READING TEXT |
=== Section Start ===

In loving memory of
Parah aka “P”
Gonzalez
07/04/2012
03/26/2025

When I first got Parah I was at a very low point in my life. I left my husband not long after I brought her home, moved all the way to Kansas for a fresh start (I was born and raised in Louisiana), decided that nowhere would ever compare or feel like home except Louisiana so I moved back, I did alot of solo traveling which I’d never done alone before (Hawaii, Los Angeles, Washington, etc..), traveled alone on long distance roadtrips, and was, for the 1st time in my 30 years of life officially experiencing things truly by myself. P was with me every second for each and every new adventure. She was so tiny that she traveled in my purse and never once was not with me no matter where I went. Shortly after moving back to Louisiana I began suffering from seizures. Parah was so in tuned with me that she instinctively began alerting me when one was coming or when my heart rate was high and even when my severe anxiety was approaching the threshold that if it went over would trigger a severe panic attack and/or seizure. She also would lay on my chest after a seizure and lick me which helped me come out of it quicker. She literally saved my life on so many occasions and officially became my seizure alert service dog. In 2017, after they found out the cause and my seizures were completely under control, I became pregnant with my son. The day he came home from the hospital her entire focus was solely on him. She never left his side and was his very 1st best friend. She was “HIS P”. She was so gentle with him and allowed him to do anything he wanted to her, like count her toes or count her teeth, and was never bothered one bit. She would just lick him and stay still until he had finished. They did everything together and their bond was unbreakable. To say that losing Parah has left a huge hole in our hearts that will never heal is an understatement. She was what saved me during the hardest and lowest times of my life and she was the one who showed my son what it feels like to have a forever best friend. We will forever love and miss you P and we will always cherish the incredible impact you had on us changing our lives for the better.

=== Section End ===

PROMPT | In the memorial tribute, what role did Parah officially take on after she began alerting the writer to coming seizures? The records come from a source unrelated to the memorial tribute.

(Records from a collection)
=== Section Start ===

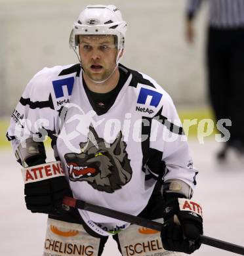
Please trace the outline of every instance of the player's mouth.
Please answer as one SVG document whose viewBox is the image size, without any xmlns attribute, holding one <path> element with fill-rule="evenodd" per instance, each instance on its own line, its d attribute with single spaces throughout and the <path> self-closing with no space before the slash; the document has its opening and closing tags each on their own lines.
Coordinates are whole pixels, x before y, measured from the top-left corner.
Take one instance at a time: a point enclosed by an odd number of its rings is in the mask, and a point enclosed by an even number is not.
<svg viewBox="0 0 244 256">
<path fill-rule="evenodd" d="M 93 72 L 100 72 L 103 68 L 102 66 L 99 64 L 92 64 L 90 68 L 92 70 Z"/>
</svg>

=== Section End ===

SOLUTION FOR THIS EXERCISE | She became the writer's seizure alert service dog.